# Given problem 1
According to the text on clock timing, what is aperture the sum of?
# Given problem 2
List every timing term that the text on clock timing defines.
# Given problem 3
Continue the text on clock timing after its last sentence.

Setup time is the minimum amount of time the data input should be held steady before the clock event, so that the data is reliably sampled by the clock.
Hold time is the minimum amount of time the data input should be held steady after the clock event, so that the data is reliably sampled by the clock.
Aperture is the sum of setup and hold time. The data input should be held steady throughout this time period.[29]
Recovery time is the minimum amount of time the asynchronous set or reset input should be inactive before the clock event, so that the data is reliably sampled by the clock. The recovery time for the asynchronous set or reset input is thereby similar to the setup time for the data input.
Removal time is the minimum amount of time the asynchronous set or reset input should be inactive after the clock event, so that the data is reliably sampled by the clock. The removal time for the asynchronous set or reset input is thereby similar to the hold time for the data input.

# Dataset excerpt
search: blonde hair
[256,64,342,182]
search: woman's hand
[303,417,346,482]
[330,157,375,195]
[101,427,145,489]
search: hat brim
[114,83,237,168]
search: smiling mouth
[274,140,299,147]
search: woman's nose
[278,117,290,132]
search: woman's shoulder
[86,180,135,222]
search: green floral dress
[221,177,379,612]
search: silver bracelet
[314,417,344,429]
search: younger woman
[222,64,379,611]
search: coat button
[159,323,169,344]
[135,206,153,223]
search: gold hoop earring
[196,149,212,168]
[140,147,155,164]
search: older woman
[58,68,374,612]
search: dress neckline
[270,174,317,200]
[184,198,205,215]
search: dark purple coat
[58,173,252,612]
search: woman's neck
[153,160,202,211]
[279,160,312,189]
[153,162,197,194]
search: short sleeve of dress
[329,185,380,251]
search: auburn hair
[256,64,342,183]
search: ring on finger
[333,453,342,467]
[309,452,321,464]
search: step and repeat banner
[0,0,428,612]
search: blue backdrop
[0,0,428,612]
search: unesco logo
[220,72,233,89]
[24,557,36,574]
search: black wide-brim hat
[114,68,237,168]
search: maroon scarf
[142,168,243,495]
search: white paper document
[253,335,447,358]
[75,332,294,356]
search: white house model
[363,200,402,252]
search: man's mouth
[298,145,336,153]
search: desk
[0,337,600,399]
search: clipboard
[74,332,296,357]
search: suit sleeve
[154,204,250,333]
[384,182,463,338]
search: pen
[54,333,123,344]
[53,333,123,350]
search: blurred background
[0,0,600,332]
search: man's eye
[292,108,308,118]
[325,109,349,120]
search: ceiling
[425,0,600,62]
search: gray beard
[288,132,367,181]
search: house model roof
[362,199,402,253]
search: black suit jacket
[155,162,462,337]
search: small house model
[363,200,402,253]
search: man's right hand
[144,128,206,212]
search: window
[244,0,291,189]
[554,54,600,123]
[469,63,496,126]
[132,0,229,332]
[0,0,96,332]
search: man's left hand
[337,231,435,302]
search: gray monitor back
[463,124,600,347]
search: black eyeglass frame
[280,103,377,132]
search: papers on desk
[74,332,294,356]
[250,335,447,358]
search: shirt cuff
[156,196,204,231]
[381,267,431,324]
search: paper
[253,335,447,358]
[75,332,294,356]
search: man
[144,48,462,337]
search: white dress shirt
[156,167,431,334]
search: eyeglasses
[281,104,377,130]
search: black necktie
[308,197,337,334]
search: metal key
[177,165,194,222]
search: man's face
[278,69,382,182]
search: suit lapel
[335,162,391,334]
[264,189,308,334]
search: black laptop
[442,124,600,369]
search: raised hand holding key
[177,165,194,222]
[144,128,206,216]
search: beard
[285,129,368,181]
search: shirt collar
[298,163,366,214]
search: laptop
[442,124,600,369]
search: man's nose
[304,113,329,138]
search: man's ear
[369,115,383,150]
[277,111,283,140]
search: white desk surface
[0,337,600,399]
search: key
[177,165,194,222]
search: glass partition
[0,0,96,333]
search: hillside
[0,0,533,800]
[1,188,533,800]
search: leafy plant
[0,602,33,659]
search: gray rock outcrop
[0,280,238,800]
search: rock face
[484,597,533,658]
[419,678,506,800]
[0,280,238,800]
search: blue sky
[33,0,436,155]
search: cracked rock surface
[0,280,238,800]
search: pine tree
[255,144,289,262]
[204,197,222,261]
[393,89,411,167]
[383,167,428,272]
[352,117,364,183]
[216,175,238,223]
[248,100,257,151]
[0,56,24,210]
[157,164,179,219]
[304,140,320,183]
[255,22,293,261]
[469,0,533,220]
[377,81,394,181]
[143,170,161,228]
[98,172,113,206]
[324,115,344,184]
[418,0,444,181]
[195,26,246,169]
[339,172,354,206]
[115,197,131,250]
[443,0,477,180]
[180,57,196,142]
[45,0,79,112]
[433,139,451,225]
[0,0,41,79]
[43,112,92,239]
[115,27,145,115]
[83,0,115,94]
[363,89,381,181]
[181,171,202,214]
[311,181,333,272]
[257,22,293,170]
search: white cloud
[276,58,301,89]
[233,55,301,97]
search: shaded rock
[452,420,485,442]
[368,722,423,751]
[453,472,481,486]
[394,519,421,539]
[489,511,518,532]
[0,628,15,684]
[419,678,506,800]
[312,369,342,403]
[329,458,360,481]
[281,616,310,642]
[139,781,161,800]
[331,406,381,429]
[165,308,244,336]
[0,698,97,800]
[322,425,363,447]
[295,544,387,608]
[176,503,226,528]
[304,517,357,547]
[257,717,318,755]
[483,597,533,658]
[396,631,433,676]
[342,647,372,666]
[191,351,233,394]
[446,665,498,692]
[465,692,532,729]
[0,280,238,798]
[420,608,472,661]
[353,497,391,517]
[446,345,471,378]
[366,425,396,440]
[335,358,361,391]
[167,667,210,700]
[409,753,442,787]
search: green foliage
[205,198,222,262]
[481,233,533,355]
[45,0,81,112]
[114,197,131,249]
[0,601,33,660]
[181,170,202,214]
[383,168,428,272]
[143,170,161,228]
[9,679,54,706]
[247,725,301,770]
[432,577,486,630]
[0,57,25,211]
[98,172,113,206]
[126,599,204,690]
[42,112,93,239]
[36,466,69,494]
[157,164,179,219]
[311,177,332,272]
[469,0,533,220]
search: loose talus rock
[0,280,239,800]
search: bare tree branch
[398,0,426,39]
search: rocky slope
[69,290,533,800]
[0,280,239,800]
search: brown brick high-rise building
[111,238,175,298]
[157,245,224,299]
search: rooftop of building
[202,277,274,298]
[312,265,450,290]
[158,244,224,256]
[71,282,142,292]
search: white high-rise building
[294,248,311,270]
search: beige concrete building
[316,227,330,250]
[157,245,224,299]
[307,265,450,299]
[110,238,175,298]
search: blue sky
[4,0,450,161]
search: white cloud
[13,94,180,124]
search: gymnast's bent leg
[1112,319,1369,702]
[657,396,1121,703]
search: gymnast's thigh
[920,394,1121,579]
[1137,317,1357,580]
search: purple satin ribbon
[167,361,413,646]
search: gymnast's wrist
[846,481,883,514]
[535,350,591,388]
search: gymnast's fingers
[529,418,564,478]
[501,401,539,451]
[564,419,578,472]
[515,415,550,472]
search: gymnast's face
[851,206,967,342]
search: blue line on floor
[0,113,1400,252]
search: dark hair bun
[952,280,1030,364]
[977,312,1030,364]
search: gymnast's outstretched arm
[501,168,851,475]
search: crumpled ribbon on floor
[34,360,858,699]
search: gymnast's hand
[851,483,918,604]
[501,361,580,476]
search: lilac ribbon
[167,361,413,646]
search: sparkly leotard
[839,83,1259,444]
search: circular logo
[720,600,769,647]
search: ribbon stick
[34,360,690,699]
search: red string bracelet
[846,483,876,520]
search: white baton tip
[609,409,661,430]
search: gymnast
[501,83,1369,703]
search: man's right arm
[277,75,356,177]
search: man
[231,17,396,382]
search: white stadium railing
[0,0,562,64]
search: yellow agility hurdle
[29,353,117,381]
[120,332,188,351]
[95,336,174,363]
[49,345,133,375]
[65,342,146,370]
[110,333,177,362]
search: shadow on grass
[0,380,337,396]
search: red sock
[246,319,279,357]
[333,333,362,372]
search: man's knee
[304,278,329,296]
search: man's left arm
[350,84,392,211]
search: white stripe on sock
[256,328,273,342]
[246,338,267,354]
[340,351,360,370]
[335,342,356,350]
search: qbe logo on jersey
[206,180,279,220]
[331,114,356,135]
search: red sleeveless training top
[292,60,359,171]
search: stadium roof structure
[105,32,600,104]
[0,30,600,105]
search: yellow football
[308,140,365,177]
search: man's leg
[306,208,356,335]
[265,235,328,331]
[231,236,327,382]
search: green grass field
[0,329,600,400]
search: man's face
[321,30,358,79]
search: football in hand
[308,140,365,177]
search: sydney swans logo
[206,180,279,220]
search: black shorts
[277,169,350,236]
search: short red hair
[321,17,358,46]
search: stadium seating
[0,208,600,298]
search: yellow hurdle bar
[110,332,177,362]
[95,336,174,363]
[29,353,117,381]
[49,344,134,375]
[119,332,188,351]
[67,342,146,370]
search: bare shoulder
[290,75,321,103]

# Exercise result 1
Aperture is the sum of setup time and hold time.

# Exercise result 2
Setup time, hold time, aperture, recovery time, removal time

# Exercise result 3
Short impulses applied to asynchronous inputs (set, reset) should not be applied completely within the recovery-removal period, or else it becomes entirely indeterminable whether the flip-flop will transition to the appropriate state. In another case, where an asynchronous signal simply makes one transition that happens to fall between the recovery/removal time, eventually the flip-flop will transition to the appropriate state, but a very short glitch may or may not appear on the output, dependent on the synchronous input signal. This second situation may or may not have significance to a circuit design.
Set and Reset (and other) signals may be either synchronous or asynchronous and therefore may be characterized with either Setup/Hold or Recovery/Removal times, and synchronicity is very dependent on the design of the flip-flop.
Differentiation between Setup/Hold and Recovery/Removal times is often necessary when verifying the timing of larger circuits because asynchronous signals may be found to be less critical than synchronous signals. The differentiation offers circuit designers the ability to define the verification conditions for these types of signals independently.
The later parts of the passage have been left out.